◆ EXTRACT:
»»

Recently, neoconservative media reporting, as well as Commonwealth initiatives, such as the Draft Australian Curriculum for English (Australian Curriculum, Assessment and Reporting Authority (2010). Australian curriculum. Retrieved September 29, 2010, from http://www.acara.edu.au/curriculum.html), has resurrected pedagogical battles surrounding the teaching and learning of literacy. Influenced by the increasing popularity of national standardized testing, public debate about literacy for Australian classrooms has focussed on comparing academic results across schools to alleviate a ‘crisis’ in student achievement. Despite a complex new millennium characterized by multiliteracies (The New London Group, Multiliteracies: Literacy learning and the design of social futures, 2000), neoconservative perspectives have encouraged a reductionist approach to literacy teacher education that emphasizes teaching reading through phonics. As a teacher educator concerned by pressures to normalize the teaching and learning of literacy, I draw on qualitative research to reflect on pedagogy for engaging with literacy in ways that promote critical enquiry and social justice (see Giroux, The terror of neoliberalism: Authoritarianism and the eclipse of Democracy, 2004)

««

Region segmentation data
»»

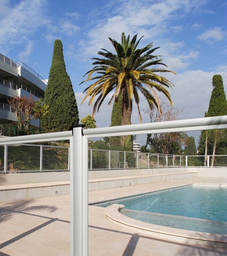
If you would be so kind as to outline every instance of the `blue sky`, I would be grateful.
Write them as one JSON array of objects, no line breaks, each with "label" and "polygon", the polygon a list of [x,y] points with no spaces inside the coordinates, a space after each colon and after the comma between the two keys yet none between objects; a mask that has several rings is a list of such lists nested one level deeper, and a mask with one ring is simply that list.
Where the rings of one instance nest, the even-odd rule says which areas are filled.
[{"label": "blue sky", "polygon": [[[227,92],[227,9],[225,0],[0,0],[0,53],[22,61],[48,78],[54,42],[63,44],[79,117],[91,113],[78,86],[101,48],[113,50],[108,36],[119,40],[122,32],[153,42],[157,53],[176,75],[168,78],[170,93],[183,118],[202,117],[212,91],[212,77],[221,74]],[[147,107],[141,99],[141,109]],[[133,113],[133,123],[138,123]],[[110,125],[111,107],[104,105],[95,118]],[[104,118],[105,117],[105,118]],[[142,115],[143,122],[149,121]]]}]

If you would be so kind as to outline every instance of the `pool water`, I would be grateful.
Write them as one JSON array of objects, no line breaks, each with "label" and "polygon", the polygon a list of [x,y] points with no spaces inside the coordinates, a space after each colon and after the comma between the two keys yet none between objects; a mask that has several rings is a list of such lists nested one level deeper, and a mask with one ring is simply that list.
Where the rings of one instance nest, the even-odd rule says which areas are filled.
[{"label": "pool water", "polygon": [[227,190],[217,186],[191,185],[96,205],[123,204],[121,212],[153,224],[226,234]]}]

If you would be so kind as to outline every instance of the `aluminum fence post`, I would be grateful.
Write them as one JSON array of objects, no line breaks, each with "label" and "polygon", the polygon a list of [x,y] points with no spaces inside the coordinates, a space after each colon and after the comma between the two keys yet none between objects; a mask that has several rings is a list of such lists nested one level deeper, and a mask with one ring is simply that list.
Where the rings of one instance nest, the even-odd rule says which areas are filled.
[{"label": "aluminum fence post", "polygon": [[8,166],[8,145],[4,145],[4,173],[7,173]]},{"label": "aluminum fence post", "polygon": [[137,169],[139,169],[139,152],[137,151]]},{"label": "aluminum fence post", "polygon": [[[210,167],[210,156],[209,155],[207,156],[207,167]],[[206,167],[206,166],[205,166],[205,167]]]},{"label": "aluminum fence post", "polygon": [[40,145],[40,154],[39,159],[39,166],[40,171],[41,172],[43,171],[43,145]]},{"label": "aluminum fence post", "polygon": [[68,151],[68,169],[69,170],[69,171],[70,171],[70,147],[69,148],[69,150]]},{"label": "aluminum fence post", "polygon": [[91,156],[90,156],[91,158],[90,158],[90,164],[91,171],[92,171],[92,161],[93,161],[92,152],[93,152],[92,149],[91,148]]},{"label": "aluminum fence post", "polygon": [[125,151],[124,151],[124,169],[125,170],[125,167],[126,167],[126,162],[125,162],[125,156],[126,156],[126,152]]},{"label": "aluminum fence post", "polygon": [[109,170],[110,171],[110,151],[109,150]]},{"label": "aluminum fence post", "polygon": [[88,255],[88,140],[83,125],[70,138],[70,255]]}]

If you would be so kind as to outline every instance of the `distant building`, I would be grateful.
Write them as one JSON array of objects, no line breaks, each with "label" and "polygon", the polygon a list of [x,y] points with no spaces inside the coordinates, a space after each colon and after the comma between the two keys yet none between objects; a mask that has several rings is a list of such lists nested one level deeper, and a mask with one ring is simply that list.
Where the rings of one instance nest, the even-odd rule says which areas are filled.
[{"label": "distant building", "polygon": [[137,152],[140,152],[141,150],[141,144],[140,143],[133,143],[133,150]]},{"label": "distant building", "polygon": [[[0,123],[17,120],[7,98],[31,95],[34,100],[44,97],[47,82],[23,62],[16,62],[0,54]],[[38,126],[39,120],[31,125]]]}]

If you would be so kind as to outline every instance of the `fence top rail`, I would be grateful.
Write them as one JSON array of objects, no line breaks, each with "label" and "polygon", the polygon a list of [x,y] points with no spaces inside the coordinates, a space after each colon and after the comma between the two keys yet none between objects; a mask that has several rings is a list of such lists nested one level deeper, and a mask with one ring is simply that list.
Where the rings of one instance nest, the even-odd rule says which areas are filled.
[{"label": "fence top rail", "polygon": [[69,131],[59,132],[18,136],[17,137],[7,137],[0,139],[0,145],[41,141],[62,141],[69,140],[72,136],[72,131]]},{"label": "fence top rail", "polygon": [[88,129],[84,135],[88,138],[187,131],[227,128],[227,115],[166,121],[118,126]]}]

««

◆ DIRECTIONS FOR THIS TASK:
Answer these questions using the passage on literacy teaching above:
1. What has public debate about literacy for Australian classrooms focused on?
2. What approach to literacy teacher education have neoconservative perspectives encouraged?
3. What kind of research does the writer draw on?

◆ REPLY TO THE TASK:
1. Comparing academic results across schools to alleviate a "crisis" in student achievement.
2. A reductionist approach that emphasizes teaching reading through phonics.
3. Qualitative research.